(Coordinate annotation entries)
◇ ◇ ◇ ◇ ◇ ◇ ◇
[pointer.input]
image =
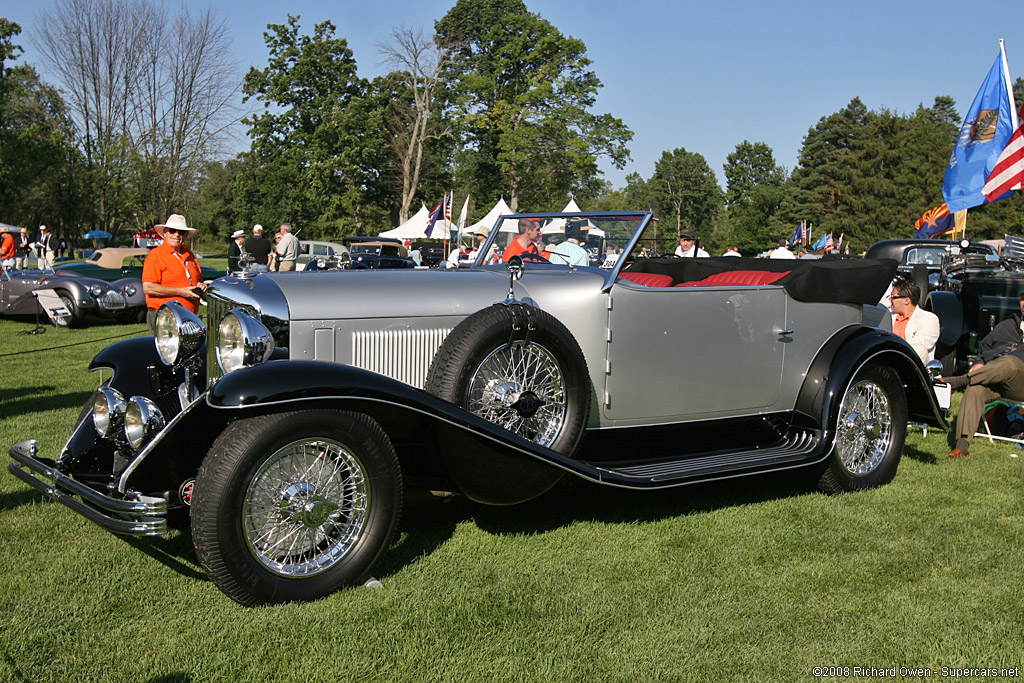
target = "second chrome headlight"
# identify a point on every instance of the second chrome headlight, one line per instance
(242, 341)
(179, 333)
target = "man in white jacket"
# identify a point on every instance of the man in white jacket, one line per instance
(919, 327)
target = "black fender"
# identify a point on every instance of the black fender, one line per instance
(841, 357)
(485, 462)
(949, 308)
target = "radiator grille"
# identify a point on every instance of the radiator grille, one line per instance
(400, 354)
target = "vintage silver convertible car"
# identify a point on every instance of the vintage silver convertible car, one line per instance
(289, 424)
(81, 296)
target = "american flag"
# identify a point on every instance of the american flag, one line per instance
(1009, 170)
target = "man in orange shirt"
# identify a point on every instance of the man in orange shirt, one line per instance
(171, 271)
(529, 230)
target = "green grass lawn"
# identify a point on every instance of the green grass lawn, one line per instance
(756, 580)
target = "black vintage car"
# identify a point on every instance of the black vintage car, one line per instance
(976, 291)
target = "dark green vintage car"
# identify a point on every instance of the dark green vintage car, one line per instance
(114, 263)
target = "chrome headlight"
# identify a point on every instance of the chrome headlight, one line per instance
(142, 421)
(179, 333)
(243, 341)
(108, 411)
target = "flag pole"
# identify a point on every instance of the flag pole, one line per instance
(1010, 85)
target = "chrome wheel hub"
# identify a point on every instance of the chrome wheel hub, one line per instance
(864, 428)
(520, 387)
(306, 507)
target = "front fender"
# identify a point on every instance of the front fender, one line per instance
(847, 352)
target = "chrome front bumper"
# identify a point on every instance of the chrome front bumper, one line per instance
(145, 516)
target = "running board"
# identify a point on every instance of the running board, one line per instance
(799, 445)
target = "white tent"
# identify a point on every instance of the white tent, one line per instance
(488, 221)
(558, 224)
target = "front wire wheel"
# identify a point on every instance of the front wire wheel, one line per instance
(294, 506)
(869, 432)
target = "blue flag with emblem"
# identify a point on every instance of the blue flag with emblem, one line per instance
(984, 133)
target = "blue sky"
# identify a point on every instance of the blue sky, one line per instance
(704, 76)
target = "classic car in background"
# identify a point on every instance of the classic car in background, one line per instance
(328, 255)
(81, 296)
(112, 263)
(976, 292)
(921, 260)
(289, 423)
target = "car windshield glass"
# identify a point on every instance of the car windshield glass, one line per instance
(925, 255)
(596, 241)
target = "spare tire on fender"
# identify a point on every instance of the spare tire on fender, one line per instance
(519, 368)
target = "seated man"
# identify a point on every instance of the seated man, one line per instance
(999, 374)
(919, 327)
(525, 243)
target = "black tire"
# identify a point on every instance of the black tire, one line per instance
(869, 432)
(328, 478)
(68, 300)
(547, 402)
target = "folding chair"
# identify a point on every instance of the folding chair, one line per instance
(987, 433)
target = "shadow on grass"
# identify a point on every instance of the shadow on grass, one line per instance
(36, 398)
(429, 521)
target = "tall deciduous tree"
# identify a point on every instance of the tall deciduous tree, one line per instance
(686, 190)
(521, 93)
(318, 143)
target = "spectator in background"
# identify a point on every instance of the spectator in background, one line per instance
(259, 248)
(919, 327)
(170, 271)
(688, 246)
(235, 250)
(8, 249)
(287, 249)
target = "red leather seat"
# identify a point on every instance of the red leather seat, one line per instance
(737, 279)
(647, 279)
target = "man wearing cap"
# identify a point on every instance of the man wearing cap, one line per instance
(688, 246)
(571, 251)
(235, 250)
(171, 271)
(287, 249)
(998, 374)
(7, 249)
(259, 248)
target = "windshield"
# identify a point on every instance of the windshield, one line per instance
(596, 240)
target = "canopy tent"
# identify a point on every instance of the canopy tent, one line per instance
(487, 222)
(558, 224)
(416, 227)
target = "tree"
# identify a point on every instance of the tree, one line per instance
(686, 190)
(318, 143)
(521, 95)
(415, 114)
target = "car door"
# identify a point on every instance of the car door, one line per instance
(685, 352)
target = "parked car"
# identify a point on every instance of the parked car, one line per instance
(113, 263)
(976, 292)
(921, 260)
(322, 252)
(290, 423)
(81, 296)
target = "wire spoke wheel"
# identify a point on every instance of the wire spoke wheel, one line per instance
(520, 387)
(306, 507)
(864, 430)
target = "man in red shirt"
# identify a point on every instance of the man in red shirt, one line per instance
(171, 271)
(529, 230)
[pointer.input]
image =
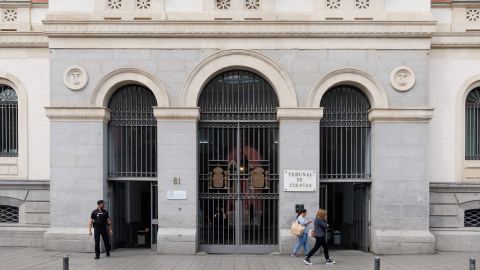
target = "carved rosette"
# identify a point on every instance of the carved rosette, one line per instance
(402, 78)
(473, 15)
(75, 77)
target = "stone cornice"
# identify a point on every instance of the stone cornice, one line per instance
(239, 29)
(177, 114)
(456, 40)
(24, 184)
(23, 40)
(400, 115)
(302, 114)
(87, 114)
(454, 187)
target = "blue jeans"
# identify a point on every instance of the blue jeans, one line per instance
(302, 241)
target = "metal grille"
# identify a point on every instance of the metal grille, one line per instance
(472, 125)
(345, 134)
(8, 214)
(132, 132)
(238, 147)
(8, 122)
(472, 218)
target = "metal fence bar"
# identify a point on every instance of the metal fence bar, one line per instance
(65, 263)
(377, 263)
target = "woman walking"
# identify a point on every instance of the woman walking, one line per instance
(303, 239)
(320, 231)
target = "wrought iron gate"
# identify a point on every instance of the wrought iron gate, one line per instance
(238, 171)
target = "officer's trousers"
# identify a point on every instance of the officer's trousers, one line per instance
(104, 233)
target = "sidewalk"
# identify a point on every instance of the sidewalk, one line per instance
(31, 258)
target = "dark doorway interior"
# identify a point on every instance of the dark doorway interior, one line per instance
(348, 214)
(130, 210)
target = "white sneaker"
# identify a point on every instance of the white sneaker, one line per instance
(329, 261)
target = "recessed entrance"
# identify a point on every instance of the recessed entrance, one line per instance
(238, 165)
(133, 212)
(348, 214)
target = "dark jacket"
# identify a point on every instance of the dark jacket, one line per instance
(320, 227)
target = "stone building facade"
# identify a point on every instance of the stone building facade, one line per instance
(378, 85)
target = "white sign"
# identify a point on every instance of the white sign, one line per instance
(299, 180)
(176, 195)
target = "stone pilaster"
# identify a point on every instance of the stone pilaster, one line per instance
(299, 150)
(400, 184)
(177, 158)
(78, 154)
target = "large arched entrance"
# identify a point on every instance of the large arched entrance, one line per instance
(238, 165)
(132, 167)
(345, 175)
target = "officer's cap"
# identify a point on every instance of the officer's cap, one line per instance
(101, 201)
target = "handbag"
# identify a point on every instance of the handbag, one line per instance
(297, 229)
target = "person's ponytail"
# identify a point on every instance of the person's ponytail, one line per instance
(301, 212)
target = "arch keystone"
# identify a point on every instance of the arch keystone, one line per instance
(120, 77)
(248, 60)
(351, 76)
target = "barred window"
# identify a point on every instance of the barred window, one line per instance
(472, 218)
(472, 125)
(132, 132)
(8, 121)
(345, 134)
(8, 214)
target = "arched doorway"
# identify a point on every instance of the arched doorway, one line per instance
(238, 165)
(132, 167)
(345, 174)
◇ ◇ ◇ ◇ ◇ ◇ ◇
§ **Aim of the exercise**:
Locate each line above that contains the word "headlight", and copy every one of those lines in full.

§ **Result of this exercise**:
target = "second chrome headlight"
# identify a point on every instance of the second chrome headlight, one line per instance
target = "chrome headlight"
# identify a point on every instance of the chrome headlight, one line per instance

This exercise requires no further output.